Direction 1 => Count the lines in the rows below that contain the string "green", and give only the number.

Given passage =>
⟨

# Re: st: Need Help with Clusters and Weighting

 From Steven Samuels To statalist@hsphsun2.harvard.edu Subject Re: st: Need Help with Clusters and Weighting Date Fri, 15 Feb 2008 10:13:49 -0500

Liliana, The information that you have provided is not detailed enough for me to provide you much help. I cannot tell from your description, for example, if your data ARE a valid probability sample of Harris County. What was the sampling frame? Was it an area sample? What were the 'strata'; what were 'clusters'? How were they selected? What were 'samples'? How were THEY selected? Was each 'sample' one person? What were the probabilities of selection.

The way that you phrase your questions suggests that you are on the right track, but don't have much knowledge yet of sampling. I suggest that you consult with the survey scientists who designed the sample and also with the biostatistics faculty members who teach sampling at UTH. They will suggest a good book for background reading. Ask your advisor if one of them can be on your doctoral committee. Statalist is really not a good place to learn sampling, but we will be happy to help you with Stata commands once you understand the sample details. Make sure that you consult the Stata survey -help- and Survey Manual too.

Good luck!

-Steven

On Feb 14, 2008, at 6:14 PM, Rodriguez, Liliana F wrote:

Hello Stata Users List,

I'm working on my dissertation and need to analyze a small dataset (n=210) by logistic regression (with odds ratios). I have nine variables (all categorical or binomial) and my outcomes are binary Y/N. Data was obtained conducting a survey from 7 samples in each of 30 clusters. The clusters were soft-stratified in 3 groups according to income levels, as low, medium and high. I want to be sure than my sample is representative of the population in Harris County, Texas.

Should I weight for the clustering to analyze within a stratum? If yes, what are the commands?

What are the commands to do weighting for the strata, and the clustering, when analyzing over the entire sample?

Do I use income levels, crude income, or the population in each cluster as the weight?

Thanks.... I still have a lot to learn.

Liliana Rodriguez
Houston, Texas

⟩

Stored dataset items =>
⟨

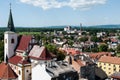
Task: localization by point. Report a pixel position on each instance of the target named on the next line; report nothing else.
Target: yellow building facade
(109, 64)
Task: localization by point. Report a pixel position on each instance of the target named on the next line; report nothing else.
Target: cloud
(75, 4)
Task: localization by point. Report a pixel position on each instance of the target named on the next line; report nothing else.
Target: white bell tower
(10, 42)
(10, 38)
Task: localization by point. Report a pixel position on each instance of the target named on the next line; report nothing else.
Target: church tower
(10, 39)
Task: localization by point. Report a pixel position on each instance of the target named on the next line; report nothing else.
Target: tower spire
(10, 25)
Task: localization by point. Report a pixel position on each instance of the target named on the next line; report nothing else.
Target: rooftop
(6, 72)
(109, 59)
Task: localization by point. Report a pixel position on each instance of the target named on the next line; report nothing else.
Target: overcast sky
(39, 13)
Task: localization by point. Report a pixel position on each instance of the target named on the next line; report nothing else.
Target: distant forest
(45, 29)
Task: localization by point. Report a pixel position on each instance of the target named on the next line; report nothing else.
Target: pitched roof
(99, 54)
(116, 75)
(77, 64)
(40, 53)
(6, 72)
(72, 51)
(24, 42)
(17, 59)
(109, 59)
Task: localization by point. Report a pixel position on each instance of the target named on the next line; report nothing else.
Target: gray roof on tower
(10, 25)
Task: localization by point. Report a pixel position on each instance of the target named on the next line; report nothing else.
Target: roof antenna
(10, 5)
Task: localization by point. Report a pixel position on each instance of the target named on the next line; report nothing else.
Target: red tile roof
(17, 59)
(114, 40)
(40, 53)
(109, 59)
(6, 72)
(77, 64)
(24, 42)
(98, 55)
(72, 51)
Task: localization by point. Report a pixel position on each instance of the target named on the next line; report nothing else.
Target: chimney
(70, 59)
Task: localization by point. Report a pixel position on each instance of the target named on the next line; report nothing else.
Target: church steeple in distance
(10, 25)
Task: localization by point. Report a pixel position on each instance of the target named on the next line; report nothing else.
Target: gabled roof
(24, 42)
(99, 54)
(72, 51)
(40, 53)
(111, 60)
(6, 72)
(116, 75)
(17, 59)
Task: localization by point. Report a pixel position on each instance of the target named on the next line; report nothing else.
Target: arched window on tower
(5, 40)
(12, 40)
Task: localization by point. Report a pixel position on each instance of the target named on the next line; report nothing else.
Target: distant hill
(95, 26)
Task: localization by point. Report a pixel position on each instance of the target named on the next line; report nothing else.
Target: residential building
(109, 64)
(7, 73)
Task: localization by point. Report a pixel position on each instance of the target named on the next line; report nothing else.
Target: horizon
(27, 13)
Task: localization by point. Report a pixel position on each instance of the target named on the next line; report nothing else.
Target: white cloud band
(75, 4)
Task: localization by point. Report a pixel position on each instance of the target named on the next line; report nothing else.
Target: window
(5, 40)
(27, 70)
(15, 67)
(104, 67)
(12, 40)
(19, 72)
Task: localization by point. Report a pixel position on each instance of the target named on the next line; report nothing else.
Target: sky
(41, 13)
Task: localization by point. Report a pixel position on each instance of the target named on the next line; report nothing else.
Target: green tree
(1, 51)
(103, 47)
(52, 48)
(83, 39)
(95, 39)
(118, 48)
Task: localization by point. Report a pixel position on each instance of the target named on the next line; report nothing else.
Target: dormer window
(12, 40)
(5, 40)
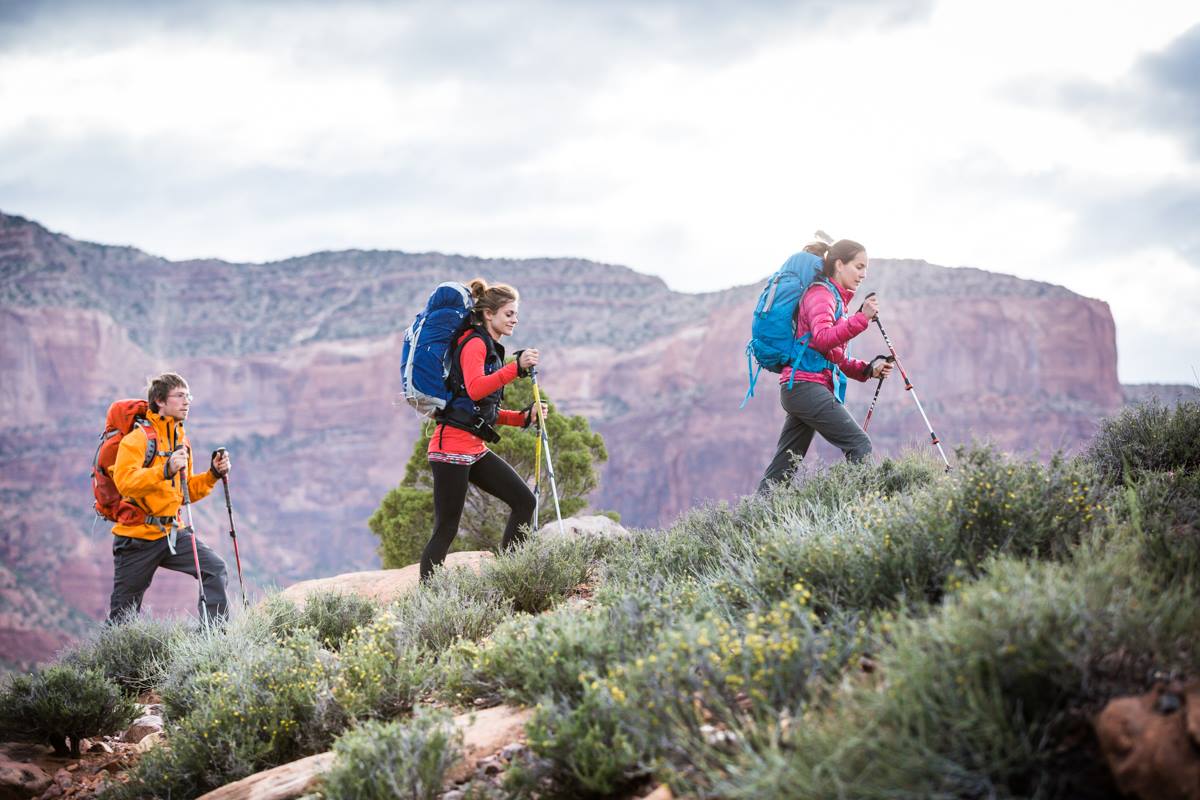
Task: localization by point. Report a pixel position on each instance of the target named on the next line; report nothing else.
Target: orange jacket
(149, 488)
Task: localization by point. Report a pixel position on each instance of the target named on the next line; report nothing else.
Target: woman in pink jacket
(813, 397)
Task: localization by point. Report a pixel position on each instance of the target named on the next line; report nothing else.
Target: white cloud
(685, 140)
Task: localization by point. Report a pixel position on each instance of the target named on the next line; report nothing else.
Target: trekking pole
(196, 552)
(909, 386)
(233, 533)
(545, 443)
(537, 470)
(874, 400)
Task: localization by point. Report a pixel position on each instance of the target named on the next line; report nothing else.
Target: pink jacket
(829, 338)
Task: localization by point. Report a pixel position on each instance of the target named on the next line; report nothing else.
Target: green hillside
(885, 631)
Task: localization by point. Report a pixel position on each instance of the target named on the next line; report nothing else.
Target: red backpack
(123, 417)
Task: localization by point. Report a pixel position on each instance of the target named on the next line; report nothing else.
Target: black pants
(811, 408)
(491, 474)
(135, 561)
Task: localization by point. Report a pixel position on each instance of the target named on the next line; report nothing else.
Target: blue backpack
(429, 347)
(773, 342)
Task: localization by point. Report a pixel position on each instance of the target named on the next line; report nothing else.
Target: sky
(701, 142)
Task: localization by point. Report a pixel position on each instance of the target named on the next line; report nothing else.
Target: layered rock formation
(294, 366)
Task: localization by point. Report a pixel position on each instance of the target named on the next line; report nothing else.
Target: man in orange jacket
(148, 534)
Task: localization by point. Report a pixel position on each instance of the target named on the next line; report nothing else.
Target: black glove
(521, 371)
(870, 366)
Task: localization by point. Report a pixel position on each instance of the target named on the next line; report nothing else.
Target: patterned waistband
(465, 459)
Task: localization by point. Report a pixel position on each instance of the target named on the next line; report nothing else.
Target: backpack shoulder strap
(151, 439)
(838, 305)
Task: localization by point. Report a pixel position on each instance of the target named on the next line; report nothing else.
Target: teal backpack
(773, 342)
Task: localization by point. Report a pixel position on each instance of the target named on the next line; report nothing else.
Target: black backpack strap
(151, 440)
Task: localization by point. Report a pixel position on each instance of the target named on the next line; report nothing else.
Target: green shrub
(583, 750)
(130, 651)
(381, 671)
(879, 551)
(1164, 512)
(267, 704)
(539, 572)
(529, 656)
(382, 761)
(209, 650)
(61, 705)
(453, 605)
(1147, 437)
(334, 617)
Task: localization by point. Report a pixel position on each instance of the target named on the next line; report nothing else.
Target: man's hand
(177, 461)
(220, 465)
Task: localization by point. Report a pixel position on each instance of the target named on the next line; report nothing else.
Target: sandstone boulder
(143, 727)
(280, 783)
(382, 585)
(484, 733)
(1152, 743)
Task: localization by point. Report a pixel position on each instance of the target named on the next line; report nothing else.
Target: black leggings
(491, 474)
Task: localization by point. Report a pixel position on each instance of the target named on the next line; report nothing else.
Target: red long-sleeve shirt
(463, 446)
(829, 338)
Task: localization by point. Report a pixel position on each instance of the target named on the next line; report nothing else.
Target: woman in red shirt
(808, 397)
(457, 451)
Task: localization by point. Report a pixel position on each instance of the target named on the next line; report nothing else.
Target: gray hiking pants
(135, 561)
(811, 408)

⟩

Direction 2 => Quote the Statalist thread above word for word, everything from "# Re: st: Need" down to "probabilities of selection.".

Finished answer 1 => 3

Finished answer 2 =>
# Re: st: Need Help with Clusters and Weighting

 From Steven Samuels To statalist@hsphsun2.harvard.edu Subject Re: st: Need Help with Clusters and Weighting Date Fri, 15 Feb 2008 10:13:49 -0500

Liliana, The information that you have provided is not detailed enough for me to provide you much help. I cannot tell from your description, for example, if your data ARE a valid probability sample of Harris County. What was the sampling frame? Was it an area sample? What were the 'strata'; what were 'clusters'? How were they selected? What were 'samples'? How were THEY selected? Was each 'sample' one person? What were the probabilities of selection.